[RECORD SET]

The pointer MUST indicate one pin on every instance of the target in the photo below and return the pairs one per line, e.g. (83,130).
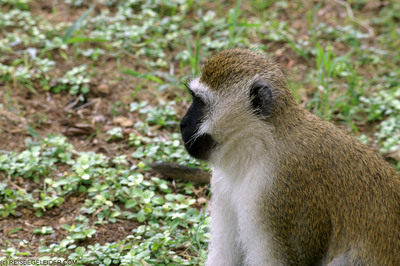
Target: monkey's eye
(186,84)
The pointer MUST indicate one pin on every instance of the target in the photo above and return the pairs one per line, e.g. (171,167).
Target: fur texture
(290,188)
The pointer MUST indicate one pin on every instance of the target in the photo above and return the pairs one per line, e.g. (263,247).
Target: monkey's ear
(261,98)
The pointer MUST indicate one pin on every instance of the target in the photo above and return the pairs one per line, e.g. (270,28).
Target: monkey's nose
(183,124)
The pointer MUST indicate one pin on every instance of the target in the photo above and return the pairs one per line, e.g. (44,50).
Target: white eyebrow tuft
(196,86)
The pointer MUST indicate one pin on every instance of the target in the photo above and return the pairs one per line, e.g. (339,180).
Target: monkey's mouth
(200,147)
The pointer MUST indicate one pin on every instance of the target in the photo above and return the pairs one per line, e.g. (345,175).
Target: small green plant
(44,230)
(76,81)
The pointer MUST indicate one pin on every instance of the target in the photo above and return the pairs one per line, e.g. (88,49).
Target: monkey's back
(338,192)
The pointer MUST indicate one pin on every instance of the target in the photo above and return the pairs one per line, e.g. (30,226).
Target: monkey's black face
(199,147)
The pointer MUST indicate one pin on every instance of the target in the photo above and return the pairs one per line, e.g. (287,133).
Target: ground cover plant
(90,93)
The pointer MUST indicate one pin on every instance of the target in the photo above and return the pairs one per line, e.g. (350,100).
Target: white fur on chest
(235,218)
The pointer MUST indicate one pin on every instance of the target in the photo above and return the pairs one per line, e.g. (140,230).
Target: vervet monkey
(287,187)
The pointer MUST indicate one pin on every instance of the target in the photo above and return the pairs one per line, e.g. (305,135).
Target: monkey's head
(236,101)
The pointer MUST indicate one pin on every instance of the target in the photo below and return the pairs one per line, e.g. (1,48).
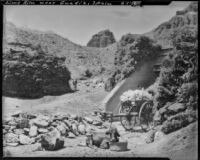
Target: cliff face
(165,32)
(102,39)
(30,73)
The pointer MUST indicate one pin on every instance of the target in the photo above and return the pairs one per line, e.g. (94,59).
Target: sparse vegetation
(132,49)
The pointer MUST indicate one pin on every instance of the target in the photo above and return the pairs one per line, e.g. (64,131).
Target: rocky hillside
(186,18)
(132,50)
(102,39)
(176,89)
(79,59)
(30,73)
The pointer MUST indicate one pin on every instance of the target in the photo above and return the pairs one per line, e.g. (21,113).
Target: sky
(79,23)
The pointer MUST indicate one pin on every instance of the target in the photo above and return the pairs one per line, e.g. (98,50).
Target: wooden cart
(133,117)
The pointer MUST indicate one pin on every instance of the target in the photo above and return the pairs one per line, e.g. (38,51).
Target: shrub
(178,121)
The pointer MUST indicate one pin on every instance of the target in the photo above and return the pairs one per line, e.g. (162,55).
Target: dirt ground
(179,145)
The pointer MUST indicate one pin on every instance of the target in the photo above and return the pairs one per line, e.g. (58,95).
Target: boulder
(33,131)
(97,123)
(41,122)
(176,107)
(150,136)
(158,135)
(22,123)
(63,129)
(12,144)
(18,131)
(23,139)
(68,123)
(17,113)
(12,123)
(82,129)
(52,141)
(26,131)
(43,130)
(73,116)
(4,131)
(6,127)
(7,119)
(54,124)
(88,119)
(74,129)
(71,135)
(11,138)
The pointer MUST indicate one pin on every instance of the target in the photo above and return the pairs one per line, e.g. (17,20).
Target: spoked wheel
(146,116)
(127,122)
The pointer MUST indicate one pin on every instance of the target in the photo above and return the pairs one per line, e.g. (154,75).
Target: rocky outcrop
(102,39)
(32,75)
(186,18)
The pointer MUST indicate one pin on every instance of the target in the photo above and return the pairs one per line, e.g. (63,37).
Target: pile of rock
(49,130)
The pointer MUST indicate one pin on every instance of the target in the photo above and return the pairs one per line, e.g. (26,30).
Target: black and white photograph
(100,80)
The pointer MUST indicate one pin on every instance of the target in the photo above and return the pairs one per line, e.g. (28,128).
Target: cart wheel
(146,116)
(127,122)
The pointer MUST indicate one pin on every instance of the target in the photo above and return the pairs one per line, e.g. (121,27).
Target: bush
(178,121)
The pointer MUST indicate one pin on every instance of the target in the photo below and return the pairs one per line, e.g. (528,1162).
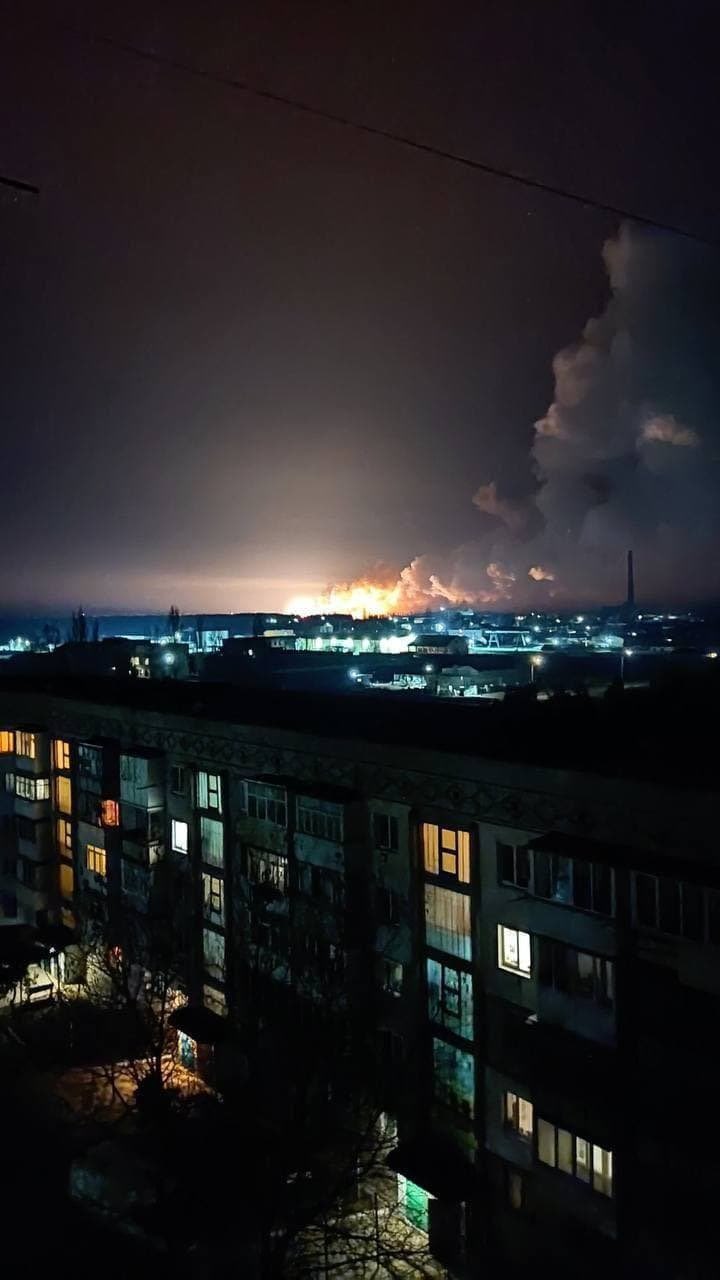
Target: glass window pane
(714,915)
(646,903)
(447,920)
(561,882)
(464,856)
(565,1151)
(692,912)
(602,1170)
(431,848)
(542,874)
(582,886)
(546,1142)
(669,899)
(602,888)
(506,863)
(524,1118)
(523,868)
(509,947)
(449,863)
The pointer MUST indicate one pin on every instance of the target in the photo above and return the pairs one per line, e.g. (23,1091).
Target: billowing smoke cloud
(625,456)
(628,452)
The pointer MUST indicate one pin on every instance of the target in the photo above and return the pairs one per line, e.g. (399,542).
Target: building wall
(574,1037)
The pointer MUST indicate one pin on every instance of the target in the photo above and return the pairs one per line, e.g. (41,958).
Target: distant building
(434,644)
(532,895)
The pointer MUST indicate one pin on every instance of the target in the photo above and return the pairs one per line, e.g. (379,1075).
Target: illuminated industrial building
(545,937)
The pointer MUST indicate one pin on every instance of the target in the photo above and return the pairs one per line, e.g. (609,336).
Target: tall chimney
(630,599)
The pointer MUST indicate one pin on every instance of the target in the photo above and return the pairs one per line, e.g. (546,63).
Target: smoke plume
(627,455)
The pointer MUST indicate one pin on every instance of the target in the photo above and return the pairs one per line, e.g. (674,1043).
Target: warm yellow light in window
(95,860)
(26,744)
(60,753)
(67,881)
(431,848)
(63,795)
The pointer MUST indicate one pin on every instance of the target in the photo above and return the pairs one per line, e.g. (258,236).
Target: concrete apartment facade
(546,944)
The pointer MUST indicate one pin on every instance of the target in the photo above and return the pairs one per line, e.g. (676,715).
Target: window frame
(62,754)
(593,1152)
(513,1105)
(174,845)
(391,824)
(26,744)
(446,854)
(519,969)
(96,860)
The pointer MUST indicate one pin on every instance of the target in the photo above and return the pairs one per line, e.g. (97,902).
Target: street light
(536,661)
(625,653)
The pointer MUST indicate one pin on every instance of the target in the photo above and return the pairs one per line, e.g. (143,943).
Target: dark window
(646,900)
(692,912)
(387,906)
(714,915)
(522,868)
(386,831)
(506,863)
(26,828)
(542,874)
(582,885)
(669,903)
(601,887)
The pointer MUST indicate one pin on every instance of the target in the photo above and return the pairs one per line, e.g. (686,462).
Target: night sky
(247,352)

[WORK REQUEST] Everything in the entries above except the pictures should be given again exactly.

[TASK ANSWER]
The pointer MUST indicate one pin on every instance of the target in the photo below and return the pairs one per line, e.g. (83,130).
Target: monkey's eye
(186,84)
The pointer MUST indicate one pin on every instance of the target in the photo above and return the pairs one per line, e.g. (171,167).
Target: fur texture
(290,188)
The pointer MUST indicate one pin on every instance of the target in the photo above and return the pairs one per line, e.g. (263,247).
Target: monkey's ear
(261,98)
The pointer MUST indicate one pin on every instance of the target in the photo above and return the pairs one per line, e.g. (270,28).
Target: monkey's nose
(183,124)
The pointer MUST indicate one pin on every instance of the target in the photo above and return the pairs one per line, e.g. (44,50).
Target: white eyebrow tuft
(196,86)
The pointer MUST indicate one pin on every instance of the target in the photo above and return the pairs one per line, e.g. (339,180).
Target: monkey's mouth
(200,147)
The pointer MUST indicate one pin on every instance of the target in the photo above and return the pairs one per line, e.g. (345,175).
Target: small green plant
(44,230)
(76,81)
The pointer MUST indicate one pin on every instance of the target in the photo above and return the pairs one per line, e.g. (88,49).
Target: monkey's back
(338,192)
The pointer MUST indicate one pin on every instance of the target in the photo above and return the pairs one per line, e.g. (30,226).
Target: monkey's black face
(199,147)
The pointer MUST indicate one pin on every instance of the target in the photo above and return the pairs one per line, e.g. (287,133).
Target: ground cover plant
(90,93)
The pointer MUST indicate one pin on every instance of the target in the photo above and return the pairs one per line, e.g. (350,100).
Target: white fur on chest
(235,218)
The pointer MUST indicate one pin on every instance of the target in the photo above and return the pairs one per line, e.g. (140,230).
Target: vervet monkey
(287,187)
The pointer MUST indicate one pin on every instance of the target in the photo above and return the pairs one per line, e.g. (305,135).
Target: monkey's head
(236,101)
The pointer MUST indicate one pin on every instance of the target in the photo below and return the pairs one per line, e.g. (1,48).
Target: cliff face
(165,32)
(102,39)
(30,73)
The pointer MUST indicate one pin on every instance of the target in the photo above and return the pairs one per line, e.g. (94,59).
Target: sparse vegetation
(132,49)
The pointer MUST indicate one pin on every instance of the target in the photo above and return the pairs one per line, e.g. (64,131).
Target: rocky hillside
(186,18)
(132,50)
(102,39)
(176,89)
(79,59)
(30,73)
The pointer MUST indicate one pin on every instance of the target in the photo above and return the pairs one per line, e.g. (21,113).
Target: sky
(79,23)
The pointer MUST indicate one pin on every instance of the target in the photo above and return the pairs one per line, e.g. (98,50).
Target: wooden cart
(133,117)
The pointer MUST indicate one pin on every instance of the target in the photo above and return the pairs one per line, e.g. (38,51).
Target: shrub
(178,121)
The pointer MUST indicate one pin on every instance of the target in the photo above and return the pairs one per line, e.g. (162,55).
Target: dirt ground
(179,145)
The pointer MUST indicate one pin on every instance of the target in the photo above and return the pairs one per line, e.g. (58,95).
Target: boulder
(33,131)
(97,123)
(41,122)
(176,107)
(150,136)
(158,135)
(22,123)
(63,129)
(12,144)
(18,131)
(23,139)
(68,123)
(17,113)
(12,123)
(82,129)
(52,141)
(26,131)
(43,130)
(73,116)
(4,131)
(6,127)
(7,119)
(54,124)
(88,119)
(74,129)
(71,135)
(11,138)
The pointer MUST indicate one pin on every instance of the target in the photo above and return the pairs one per line, e.g. (17,20).
Target: spoked wheel
(146,116)
(127,122)
The pointer MUST indicate one pin on every instance of the target in the photo above and return the pairs one per line, e.g. (154,75).
Target: rocky outcrop
(102,39)
(32,75)
(186,18)
The pointer MUST indicate one pin on every instance of the target in the photo above and return the pairs one per line, e.g. (63,37).
Target: pile of rock
(49,130)
The pointer MUST indicate one pin on every instance of the target in the photo above and return the pairs one per line, e.g. (26,30).
Target: black and white photograph
(100,80)
The pointer MUST indicate one pin on every instance of the target in the photo above and return the pairs one per line, e.g. (28,128).
Target: cart wheel
(146,116)
(127,122)
The pointer MUST indicate one pin on every instance of the target in the photo above and return the pairs one per line, e.g. (121,27).
Target: bush
(178,121)
The pointer MUST indicate one pin on every instance of the target in the photo below and return the pairs one per line, e.g. (528,1162).
Target: glass window pane
(714,915)
(646,903)
(447,920)
(561,882)
(464,856)
(565,1151)
(692,912)
(602,1170)
(431,848)
(542,874)
(582,886)
(546,1142)
(669,899)
(602,888)
(506,863)
(524,1118)
(523,868)
(509,947)
(449,863)
The pointer MUST indicate one pin on every instance of the target in the photo above and return the pairs one per line, e.g. (23,1091).
Target: billowing smoke cloud
(625,456)
(628,452)
The pointer MUST indicate one pin on every instance of the target in the photo above and return the pairs one per line, e.g. (399,542).
Target: building wall
(574,1037)
The pointer MUST indicate one pin on every instance of the target in the photo above and return the pairs one per line, e.g. (41,958).
Target: distant building
(434,644)
(532,895)
The pointer MUST indicate one pin on every instance of the target in the photo above and return the pairs one per line, e.g. (379,1075).
Target: illuminated industrial building
(545,937)
The pointer MUST indicate one pin on every instance of the target in the photo above and return the pairs one per line, e.g. (609,336).
Target: tall chimney
(630,599)
The pointer MUST indicate one pin on every instance of the target in the photo above and return the pairs one per line, e.g. (546,63).
Target: smoke plume
(627,455)
The pointer MUST indicate one pin on every instance of the target in the photo above and return the pairs one per line, e.g. (674,1043).
Target: warm yellow light in window
(95,860)
(26,744)
(60,753)
(67,881)
(431,848)
(63,795)
The pointer MUST indicate one pin on every instance of the target in the photo above and return the pairs one per line, e.g. (258,236).
Target: concrete apartment facade
(546,944)
The pointer MUST indicate one pin on every instance of the target in the photo above and return the pairs one per line, e.g. (676,715).
Target: window frame
(62,754)
(593,1152)
(513,1105)
(174,845)
(391,824)
(26,744)
(446,854)
(519,969)
(96,860)
The pointer MUST indicate one pin on every instance of the target in the photo above and return the pairs one per line, e.g. (97,902).
Target: street light
(536,661)
(625,653)
The pointer MUST indicate one pin on every instance of the target in the photo above and return the pairs one per line, e.g. (143,943).
Target: dark window
(646,900)
(692,912)
(387,906)
(714,915)
(522,868)
(386,831)
(506,863)
(26,828)
(542,874)
(582,885)
(669,903)
(601,887)
The pointer MUST indicate one pin on every instance of the target in the photo above and return the pairs one per line, e.g. (686,462).
Target: night sky
(247,352)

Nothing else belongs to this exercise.